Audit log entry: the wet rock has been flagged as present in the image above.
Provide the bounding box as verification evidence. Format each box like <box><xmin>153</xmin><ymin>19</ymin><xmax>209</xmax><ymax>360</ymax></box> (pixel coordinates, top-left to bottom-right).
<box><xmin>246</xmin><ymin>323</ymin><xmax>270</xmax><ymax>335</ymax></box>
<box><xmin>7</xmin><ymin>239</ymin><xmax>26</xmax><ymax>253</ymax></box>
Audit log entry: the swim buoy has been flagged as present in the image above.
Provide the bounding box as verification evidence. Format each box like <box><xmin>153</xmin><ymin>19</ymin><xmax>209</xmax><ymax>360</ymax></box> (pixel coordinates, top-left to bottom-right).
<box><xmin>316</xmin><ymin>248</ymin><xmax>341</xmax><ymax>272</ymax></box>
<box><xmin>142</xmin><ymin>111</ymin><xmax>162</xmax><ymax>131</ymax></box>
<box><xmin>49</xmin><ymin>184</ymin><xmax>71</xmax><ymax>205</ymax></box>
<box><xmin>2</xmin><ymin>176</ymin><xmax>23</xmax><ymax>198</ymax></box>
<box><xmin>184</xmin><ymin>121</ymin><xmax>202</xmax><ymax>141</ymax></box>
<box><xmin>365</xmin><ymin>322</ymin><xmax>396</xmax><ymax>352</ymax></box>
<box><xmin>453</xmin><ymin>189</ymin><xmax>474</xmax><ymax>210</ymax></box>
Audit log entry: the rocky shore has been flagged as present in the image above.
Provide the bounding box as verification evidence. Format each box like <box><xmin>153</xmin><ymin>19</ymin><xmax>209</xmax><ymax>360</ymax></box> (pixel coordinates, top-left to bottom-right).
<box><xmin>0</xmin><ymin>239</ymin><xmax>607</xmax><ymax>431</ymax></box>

--*--

In the lines above, find the word "Audit" and copy every line it occurs in.

Answer below:
Audit log entry: the wet rock has been flagged as present in the image above.
Audit log entry: the swim buoy has been flagged as present in the image above.
Audit log entry: the rocky shore has been flagged as present in the image above.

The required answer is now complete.